_ASSIGNED TASK_
Continue the passage about the Archdiocese of Washington's child protection policy and student mental health, picking up after its final sentence.

New this year, as students and teachers embark on their seventh month of social distancing and quarantine, is an emphasis on “creating a safe environment that includes looking for signs of stress or anxiety so that we can get through this pandemic together,” Chase said.

“Our families have been in lockdown mode since March. What started as a health crisis with the virus is now also a mental health crisis,” she said. “When we first went into lockdown, it was a time of high anxiety, like a lightning bolt of stress. People were rightly scared and nervous, and our children absorbed that, in addition to dealing with isolation.”

She said that “in supporting the efforts for a fruitful academic year, we are encouraging teachers, coaches and pastors to also be aware of our children’s mental health state.”

“We want to make sure they (students) are supported in their mental health.,” she said. “We are encouraging adults to look for signs of anxiety or depression and to make sure they contact us so we can help work with families to get them proper referrals, offering positive solutions and strategies to help families.”

With the Child Protection Policy, a child protection advisory board that reports directly to Archbishop Wilton Gregory, and extensive training for adults in how to protect children, the Archdiocese of Washington “is constantly at work to make sure our children are safe,” Chase said.

The more than 30-year-old Child Protection Policy is frequently updated and is revised every four years, Chase said. It mandates the reporting of allegations of mistreatment of children to civil authorities, assisting those who have been harmed, and extensive education and training on how to prevent and identify mistreatment of children and youth.

The Archdiocese of Washington’s Child Protection Policy was instituted in 1986 as one of the first such policies in the nation and has been used as a model for dioceses nationwide. The policy was updated in 1993, 1999, 2003, 2007, 2013 and 2019 to incorporate enhancements in child protection and oversight.

_EXTRACTED MATERIAL_
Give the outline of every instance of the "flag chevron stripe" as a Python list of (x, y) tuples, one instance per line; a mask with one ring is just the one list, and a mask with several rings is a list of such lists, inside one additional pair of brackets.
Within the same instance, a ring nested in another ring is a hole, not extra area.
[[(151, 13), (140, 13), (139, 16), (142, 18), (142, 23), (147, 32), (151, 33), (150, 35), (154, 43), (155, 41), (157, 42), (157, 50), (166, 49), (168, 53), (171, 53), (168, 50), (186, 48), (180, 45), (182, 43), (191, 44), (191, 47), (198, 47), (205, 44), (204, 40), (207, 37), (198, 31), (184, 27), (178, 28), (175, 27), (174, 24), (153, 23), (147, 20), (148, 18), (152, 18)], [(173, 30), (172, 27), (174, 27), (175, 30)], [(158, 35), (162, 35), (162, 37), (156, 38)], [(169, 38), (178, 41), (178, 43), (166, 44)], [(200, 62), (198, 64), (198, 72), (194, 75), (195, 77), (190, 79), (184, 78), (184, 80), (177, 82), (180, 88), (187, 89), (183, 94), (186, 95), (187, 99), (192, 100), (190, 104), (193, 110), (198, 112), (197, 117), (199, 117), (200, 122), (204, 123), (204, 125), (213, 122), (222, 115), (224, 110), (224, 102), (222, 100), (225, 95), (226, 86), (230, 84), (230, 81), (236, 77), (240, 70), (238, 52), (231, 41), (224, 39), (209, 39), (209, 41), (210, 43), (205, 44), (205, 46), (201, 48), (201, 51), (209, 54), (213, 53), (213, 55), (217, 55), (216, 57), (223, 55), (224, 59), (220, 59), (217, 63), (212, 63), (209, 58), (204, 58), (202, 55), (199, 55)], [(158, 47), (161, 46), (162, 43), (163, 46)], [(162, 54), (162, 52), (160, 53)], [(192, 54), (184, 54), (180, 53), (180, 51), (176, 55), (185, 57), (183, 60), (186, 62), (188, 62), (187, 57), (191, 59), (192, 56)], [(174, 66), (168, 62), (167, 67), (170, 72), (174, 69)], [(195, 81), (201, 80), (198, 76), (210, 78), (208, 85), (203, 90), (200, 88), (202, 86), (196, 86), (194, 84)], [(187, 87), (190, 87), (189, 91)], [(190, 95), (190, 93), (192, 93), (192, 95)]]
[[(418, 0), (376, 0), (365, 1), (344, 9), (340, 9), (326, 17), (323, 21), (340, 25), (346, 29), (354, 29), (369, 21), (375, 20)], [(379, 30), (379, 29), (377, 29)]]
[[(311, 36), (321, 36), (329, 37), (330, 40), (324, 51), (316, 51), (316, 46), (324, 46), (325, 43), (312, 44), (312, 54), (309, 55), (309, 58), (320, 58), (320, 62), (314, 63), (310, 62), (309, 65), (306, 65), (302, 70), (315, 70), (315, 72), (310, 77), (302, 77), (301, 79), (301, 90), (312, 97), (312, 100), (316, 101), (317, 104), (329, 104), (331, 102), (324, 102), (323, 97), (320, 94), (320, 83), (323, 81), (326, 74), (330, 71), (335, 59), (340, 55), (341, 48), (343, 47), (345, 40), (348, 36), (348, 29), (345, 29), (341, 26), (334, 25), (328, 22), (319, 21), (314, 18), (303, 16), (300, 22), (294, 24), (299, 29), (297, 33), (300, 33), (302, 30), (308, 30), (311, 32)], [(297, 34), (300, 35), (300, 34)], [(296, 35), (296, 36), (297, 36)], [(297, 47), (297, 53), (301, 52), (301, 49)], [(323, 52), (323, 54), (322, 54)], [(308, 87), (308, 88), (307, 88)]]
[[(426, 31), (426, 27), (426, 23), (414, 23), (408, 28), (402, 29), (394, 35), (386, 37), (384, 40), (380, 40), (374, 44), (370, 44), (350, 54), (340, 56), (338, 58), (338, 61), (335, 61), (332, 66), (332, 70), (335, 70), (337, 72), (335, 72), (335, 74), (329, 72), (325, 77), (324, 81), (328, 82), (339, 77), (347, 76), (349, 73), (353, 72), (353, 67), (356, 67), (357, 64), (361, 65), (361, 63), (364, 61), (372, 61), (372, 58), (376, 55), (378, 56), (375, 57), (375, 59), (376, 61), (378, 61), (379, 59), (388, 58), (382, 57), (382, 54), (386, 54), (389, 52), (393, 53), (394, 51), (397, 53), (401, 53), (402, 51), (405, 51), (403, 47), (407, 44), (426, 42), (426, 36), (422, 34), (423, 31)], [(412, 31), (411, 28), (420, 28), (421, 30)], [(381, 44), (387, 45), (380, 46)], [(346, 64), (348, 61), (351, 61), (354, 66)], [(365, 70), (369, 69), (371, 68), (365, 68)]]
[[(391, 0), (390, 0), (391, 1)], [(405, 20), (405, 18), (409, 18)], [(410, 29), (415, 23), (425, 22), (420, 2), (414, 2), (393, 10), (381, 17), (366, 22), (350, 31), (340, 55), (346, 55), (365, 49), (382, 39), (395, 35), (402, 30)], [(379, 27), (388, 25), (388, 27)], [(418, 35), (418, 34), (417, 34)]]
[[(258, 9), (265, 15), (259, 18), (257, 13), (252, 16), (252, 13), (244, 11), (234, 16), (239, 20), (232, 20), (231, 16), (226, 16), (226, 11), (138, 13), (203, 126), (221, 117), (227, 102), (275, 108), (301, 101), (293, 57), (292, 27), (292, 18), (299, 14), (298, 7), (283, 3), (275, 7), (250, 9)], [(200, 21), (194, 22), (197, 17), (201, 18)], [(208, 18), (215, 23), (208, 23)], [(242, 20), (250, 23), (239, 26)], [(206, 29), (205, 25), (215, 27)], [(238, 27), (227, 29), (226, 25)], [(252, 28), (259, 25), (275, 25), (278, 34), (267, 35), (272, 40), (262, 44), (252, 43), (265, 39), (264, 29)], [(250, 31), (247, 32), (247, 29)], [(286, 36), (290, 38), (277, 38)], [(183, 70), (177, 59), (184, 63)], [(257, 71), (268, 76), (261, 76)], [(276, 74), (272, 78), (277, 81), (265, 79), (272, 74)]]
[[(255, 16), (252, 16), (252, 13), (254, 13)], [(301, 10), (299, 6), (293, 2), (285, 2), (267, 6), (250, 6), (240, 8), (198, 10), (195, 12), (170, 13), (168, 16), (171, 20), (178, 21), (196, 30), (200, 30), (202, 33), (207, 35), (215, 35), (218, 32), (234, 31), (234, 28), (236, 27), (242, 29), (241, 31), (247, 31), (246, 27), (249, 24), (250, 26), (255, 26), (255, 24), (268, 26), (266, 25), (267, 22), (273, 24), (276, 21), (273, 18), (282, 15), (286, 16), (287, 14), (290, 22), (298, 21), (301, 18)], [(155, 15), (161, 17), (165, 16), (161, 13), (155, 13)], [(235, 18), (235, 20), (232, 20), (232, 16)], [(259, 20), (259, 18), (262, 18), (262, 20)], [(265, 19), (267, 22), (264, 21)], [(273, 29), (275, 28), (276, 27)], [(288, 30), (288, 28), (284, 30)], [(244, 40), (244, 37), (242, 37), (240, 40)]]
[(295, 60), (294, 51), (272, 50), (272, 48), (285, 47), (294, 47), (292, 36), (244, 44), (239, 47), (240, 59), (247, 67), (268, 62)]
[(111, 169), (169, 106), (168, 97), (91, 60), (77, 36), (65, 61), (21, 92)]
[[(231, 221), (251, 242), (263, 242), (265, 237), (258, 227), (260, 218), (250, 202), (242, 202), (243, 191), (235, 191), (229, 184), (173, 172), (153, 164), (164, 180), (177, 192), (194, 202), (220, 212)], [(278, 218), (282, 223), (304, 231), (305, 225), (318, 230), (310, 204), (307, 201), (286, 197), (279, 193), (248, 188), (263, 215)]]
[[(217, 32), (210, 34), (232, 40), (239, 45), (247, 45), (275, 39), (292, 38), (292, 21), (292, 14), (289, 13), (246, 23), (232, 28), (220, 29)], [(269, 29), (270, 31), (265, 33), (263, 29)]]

_ANSWER TO THE PROBLEM_
The 2019 update reflects an expanded scope, as the archdiocese’s Child Protection and Safe Environment Policy, to emphasize the importance of ensuring safe environments for people of all ages, protecting children from sexual abuse and adults from sexual harassment or abuses of power.

“We do have a very extensive victim assistance program, therapy resources and extensive safe environment training programs,” Chase said. “We take this so seriously that those who are not compliant cannot participate in our schools and other programs. We do this to ensure that child protection is universally implemented and enforced throughout all areas of the archdiocese. “

Chase added that child protection policies not only apply to those working in schools, but to anyone who has contact with children, including those who participate in religious education, CYO activities, parish activities, retreats and any other Church-related activity.

She noted that her office is “100 percent transparent in what we do” and is audited each year. The results of that audit are published annually in the Catholic Standard and online. The archdiocesan Child Protection Advisory Board, she said, “monitors compliance with child protection efforts as well as reviewing reports of historic and current allegations of abuse.”

Chase has headed the Office of Child Protection & Safe Environment for six years. She has two master’s degrees – one in social work and one in business administration. Previously, she was an investigative social worker for the Montgomery County Child Sexual Abuse and Fatality Unit of Child Welfare Services. She also served formerly as director of counseling at Connelly School of the Holy Child in Potomac, Maryland.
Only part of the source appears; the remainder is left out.